吴俊勇说他有点人来疯,有人聊天、玩的时候就很容易兴奋,说话的时候眼睛瞪得圆圆大大的,不自觉的左右来回扫视,再配合上有时有点怪异的笑容,怪不得好多人说他是憨豆吴。与憨豆不同的是,吴俊勇的“恶作剧”都来自自己创作的图像中。
艺术就是自己折腾自己
但其实,大部分的时间,吴俊勇都是一个人的状态。“我会经常胡思乱想,一个人的时候我会想各种有趣的事情,天马行空的那种,但绝对的对社会无害。”在吴俊勇看来,艺术是会治愈的东西,自我疗养。
别人问他为什么做艺术时,他的回答大致总是这样的:“这是最好的打发时间的方式。时间太长了,要打发掉,我找朋友去干嘛,万一人家没空,玩两天累了,或者玩一半不玩了怎么办?这变成很麻烦的事情。最不麻烦的是,艺术可以自己折腾自己,你剖析自己,你可以对自己很残酷。”
动画装置作品《月升》截图 2015
光的肖像,是吴俊勇和蜂巢艺术中心这次合作的个展题目。以动画作品为主,吴俊勇从2010年到2015年间的作品中,每年选择了一件动画展出。“光的肖像”也是吴俊勇2013年的一件双屏动画装置作品的题目。
▬▬▬▬▬▬▬▬▬▬
— 书面任务 A —
把这篇关于吴俊勇的文章中从“吴俊勇说他有点人来疯,有人聊”到“一件双屏动画装置作品的题目。”的部分一字不差地抄录下来。
— 书面任务 B —
从这篇关于吴俊勇的文章的最后一句之后接着往下写。
这些记录与这篇关于吴俊勇的文章毫无关联。

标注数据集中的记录
▬▬▬▬▬▬▬▬▬▬
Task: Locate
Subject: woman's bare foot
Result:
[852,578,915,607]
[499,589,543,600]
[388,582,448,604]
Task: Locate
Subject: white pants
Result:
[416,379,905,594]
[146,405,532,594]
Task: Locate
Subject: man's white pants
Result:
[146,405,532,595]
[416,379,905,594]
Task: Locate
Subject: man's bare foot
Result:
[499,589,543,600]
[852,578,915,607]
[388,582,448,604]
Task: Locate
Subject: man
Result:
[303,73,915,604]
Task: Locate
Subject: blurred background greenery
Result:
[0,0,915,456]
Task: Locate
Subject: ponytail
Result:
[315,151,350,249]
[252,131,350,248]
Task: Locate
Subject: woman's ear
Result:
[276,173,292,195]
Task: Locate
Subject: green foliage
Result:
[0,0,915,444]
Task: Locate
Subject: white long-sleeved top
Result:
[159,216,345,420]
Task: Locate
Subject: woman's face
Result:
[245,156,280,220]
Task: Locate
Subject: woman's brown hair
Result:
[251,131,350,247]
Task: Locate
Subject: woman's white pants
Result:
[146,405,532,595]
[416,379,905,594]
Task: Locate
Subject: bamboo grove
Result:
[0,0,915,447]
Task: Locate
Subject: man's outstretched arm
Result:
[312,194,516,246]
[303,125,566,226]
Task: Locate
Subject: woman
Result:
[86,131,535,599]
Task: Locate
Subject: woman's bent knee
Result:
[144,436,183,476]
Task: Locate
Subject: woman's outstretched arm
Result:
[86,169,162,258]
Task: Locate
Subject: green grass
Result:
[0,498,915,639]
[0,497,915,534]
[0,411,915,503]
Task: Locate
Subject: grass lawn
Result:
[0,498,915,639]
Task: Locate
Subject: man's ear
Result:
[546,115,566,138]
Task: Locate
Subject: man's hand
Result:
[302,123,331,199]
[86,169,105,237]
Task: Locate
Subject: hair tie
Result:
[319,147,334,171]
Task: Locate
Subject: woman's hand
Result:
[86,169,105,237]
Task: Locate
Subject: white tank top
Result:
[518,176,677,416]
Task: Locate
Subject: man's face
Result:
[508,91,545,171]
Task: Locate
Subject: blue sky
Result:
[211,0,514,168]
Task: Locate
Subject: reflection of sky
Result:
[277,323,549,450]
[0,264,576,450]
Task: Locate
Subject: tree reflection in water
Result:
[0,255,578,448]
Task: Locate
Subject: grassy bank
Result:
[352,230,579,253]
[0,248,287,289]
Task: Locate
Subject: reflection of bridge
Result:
▬▬▬▬▬▬▬▬▬▬
— 书面回答 A —
吴俊勇说他有点人来疯,有人聊天、玩的时候就很容易兴奋,说话的时候眼睛瞪得圆圆大大的,不自觉的左右来回扫视,再配合上有时有点怪异的笑容,怪不得好多人说他是憨豆吴。与憨豆不同的是,吴俊勇的“恶作剧”都来自自己创作的图像中。
艺术就是自己折腾自己
但其实,大部分的时间,吴俊勇都是一个人的状态。“我会经常胡思乱想,一个人的时候我会想各种有趣的事情,天马行空的那种,但绝对的对社会无害。”在吴俊勇看来,艺术是会治愈的东西,自我疗养。
别人问他为什么做艺术时,他的回答大致总是这样的:“这是最好的打发时间的方式。时间太长了,要打发掉,我找朋友去干嘛,万一人家没空,玩两天累了,或者玩一半不玩了怎么办?这变成很麻烦的事情。最不麻烦的是,艺术可以自己折腾自己,你剖析自己,你可以对自己很残酷。”
动画装置作品《月升》截图 2015
光的肖像,是吴俊勇和蜂巢艺术中心这次合作的个展题目。以动画作品为主,吴俊勇从2010年到2015年间的作品中,每年选择了一件动画展出。“光的肖像”也是吴俊勇2013年的一件双屏动画装置作品的题目。

— 书面回答 B —
“对于我这个年龄段的艺术家来讲,很多知识结构其实都是一直在更新的,五年会比较清楚地看到一个线索,隐藏着的一个线索的变化,每个作品之间是有关联的,甚至是延伸出来的。对我来讲,因为我的动画是差不多都是一己之力来完成的,从构思到制作、全部完成,所以我一年一般只做一部到两部片子。我以前做的网络动画,显示器可能就是最好的展示方式。我近几年开始做的事,慢慢不仅仅是一个动画作品,而是需要有一个现场的影像装置,这种现场是你在屏幕里边感觉不到的,必须在场,作品可能是双屏的或者多屏的,人和屏幕的比例会影响到你的观看。眼睛和画面不同地切换会形成新的不可言说的现场体验感。”吴俊勇说到。
从2010年创作的《鸟兽散》的两个圆形望远镜开始,吴俊勇近几年的作品多半都会涉及光或月亮。在《西西弗斯的月蚀》、《月升》、《陨石坑的肖像》中,吴俊勇无一例外的利用剪影的效果塑造光的形状,以写意的方式勾勒出事物的形象,从而制造出难以言喻的意境。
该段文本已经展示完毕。